AIM OF THE EXERCISE: Word for word, repeat the lines of the records from the one containing "outstretched arm in the photo above." through the last line, both included.

TASK INPUT:
[Begin]
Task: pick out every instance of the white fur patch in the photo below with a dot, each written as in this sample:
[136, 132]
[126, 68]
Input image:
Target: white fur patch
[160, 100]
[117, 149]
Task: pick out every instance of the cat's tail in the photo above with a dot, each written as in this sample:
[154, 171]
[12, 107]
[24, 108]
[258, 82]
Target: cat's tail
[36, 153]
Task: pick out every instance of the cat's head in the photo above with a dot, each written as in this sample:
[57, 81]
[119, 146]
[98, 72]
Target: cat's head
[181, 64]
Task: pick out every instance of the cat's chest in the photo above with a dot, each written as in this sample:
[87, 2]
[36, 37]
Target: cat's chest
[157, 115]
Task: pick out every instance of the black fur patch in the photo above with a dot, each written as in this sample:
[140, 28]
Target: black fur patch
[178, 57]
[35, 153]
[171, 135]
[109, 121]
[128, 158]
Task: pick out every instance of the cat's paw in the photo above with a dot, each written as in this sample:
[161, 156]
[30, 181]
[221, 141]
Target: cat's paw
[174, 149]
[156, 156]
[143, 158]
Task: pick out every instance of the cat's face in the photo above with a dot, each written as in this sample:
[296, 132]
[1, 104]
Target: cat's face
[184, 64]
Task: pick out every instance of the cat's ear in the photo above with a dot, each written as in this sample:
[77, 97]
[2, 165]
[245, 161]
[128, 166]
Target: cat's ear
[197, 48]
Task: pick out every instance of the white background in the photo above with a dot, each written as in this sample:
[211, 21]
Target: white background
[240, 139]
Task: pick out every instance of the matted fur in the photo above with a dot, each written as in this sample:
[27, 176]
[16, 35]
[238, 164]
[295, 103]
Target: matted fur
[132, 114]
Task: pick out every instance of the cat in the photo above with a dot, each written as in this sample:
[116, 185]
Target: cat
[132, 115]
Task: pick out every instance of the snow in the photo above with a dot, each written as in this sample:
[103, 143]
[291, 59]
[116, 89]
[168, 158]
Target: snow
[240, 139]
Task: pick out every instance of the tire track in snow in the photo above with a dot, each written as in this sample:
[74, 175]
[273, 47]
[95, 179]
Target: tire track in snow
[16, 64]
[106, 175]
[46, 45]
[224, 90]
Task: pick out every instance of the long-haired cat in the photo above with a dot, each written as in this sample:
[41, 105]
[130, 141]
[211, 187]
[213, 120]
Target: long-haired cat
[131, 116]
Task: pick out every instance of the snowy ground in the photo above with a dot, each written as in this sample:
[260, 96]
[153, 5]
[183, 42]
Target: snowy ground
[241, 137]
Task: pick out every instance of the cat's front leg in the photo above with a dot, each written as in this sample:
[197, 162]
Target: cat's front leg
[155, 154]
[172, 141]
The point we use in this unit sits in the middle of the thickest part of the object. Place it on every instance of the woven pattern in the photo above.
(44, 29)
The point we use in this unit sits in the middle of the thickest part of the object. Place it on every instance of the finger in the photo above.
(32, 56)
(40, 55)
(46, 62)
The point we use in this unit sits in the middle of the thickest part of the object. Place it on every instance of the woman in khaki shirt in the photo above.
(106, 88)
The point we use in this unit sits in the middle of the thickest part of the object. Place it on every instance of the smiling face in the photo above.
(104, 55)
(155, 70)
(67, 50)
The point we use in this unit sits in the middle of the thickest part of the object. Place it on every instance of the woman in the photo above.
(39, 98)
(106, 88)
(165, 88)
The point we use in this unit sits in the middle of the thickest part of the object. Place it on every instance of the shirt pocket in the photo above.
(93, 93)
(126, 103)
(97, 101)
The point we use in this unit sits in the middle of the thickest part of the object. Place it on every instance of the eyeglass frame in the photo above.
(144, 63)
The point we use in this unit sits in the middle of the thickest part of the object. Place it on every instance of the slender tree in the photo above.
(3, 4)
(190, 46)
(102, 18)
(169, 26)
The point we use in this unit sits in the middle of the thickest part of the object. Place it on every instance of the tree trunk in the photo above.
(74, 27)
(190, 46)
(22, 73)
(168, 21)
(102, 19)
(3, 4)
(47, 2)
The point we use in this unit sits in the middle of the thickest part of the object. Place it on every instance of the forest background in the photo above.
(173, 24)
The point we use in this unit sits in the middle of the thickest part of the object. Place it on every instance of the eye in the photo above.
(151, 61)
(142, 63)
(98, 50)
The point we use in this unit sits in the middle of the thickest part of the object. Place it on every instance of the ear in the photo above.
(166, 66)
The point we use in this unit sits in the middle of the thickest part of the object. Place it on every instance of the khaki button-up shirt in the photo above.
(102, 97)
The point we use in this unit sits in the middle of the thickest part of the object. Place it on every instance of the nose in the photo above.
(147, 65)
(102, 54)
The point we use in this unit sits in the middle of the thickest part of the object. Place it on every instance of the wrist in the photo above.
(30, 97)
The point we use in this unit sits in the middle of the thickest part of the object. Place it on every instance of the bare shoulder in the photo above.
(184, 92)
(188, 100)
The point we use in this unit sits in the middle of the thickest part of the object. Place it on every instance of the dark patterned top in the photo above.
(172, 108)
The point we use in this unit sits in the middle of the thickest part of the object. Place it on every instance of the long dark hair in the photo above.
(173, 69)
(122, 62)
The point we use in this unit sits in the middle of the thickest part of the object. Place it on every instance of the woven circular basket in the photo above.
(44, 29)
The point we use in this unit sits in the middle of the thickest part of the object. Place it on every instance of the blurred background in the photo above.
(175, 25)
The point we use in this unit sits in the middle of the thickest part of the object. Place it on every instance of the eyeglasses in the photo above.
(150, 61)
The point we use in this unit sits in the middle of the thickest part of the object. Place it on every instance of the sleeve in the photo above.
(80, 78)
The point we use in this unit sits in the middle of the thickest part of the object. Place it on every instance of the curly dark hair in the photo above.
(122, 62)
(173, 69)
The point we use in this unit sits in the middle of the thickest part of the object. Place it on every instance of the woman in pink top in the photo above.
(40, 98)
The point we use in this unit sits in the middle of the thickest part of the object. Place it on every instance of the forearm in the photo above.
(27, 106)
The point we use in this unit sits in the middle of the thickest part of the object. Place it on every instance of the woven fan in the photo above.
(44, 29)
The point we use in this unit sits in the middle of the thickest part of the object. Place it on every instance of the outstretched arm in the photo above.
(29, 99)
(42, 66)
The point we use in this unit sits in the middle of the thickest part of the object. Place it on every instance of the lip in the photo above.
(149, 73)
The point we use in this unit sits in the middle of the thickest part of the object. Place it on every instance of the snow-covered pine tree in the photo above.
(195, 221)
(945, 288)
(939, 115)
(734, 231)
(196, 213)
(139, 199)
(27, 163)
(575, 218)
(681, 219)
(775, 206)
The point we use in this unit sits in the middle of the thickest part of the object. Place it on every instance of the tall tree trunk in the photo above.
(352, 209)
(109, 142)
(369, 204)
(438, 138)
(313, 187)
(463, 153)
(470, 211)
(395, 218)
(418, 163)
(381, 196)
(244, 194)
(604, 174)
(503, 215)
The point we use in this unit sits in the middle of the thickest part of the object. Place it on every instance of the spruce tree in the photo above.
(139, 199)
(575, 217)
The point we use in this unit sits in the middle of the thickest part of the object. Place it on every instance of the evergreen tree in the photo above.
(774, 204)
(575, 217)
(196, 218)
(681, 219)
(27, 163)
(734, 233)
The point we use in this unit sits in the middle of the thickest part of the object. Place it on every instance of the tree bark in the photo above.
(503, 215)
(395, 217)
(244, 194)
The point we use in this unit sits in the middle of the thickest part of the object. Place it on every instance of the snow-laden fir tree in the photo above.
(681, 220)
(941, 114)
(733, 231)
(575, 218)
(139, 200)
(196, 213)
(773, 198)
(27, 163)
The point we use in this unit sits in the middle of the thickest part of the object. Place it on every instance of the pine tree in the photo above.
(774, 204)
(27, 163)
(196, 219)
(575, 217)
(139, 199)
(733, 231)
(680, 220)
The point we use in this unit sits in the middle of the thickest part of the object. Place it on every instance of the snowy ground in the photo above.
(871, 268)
[End]
TASK SOLUTION:
The point we use in this unit sits in the middle of the thickest part of the object. Place it on every instance of the outstretched arm in the photo above.
(29, 99)
(42, 66)
The point we use in this unit sits in the middle of the thickest part of the object. Place it on every instance of the lip in the photo above.
(149, 73)
The point we use in this unit sits in the middle of the thickest part of the object. Place it on every instance of the snow-covered pine tree in the photo above.
(195, 221)
(945, 288)
(939, 115)
(734, 231)
(196, 213)
(139, 199)
(27, 163)
(575, 218)
(681, 219)
(775, 206)
The point we use in this unit sits in the middle of the thickest part of the object. Place it on every instance of the tall tree trunk in the photo above.
(352, 209)
(109, 142)
(369, 204)
(438, 138)
(313, 187)
(463, 153)
(470, 211)
(395, 218)
(418, 163)
(381, 196)
(244, 194)
(604, 174)
(503, 215)
The point we use in this unit sits in the middle of the thickest part of the object. Place it on every instance of the spruce tree in the photo above.
(139, 199)
(575, 217)
The point we use in this unit sits in the middle of the thickest part of the object. Place it on every instance of the evergreen tree in the photo above.
(774, 204)
(575, 217)
(196, 218)
(681, 219)
(27, 163)
(734, 233)
The point we use in this unit sits in the middle of the thickest part of the object. Place it on every instance of the tree bark in the photo above.
(503, 215)
(395, 217)
(244, 194)
The point we use in this unit sits in the middle of the thickest part of the object. Place it on every instance of the snow-laden fir tree in the photo above.
(681, 220)
(941, 114)
(733, 231)
(575, 218)
(139, 200)
(196, 213)
(773, 198)
(27, 163)
The point we use in this unit sits in the middle of the thickest part of the object. Place it on every instance of the pine tree in the photo above.
(774, 204)
(27, 163)
(196, 219)
(575, 217)
(139, 199)
(733, 231)
(680, 220)
The point we use in this unit sits in the middle of the thickest part of the object. Place it on every instance of the snowy ground in the photo above.
(871, 268)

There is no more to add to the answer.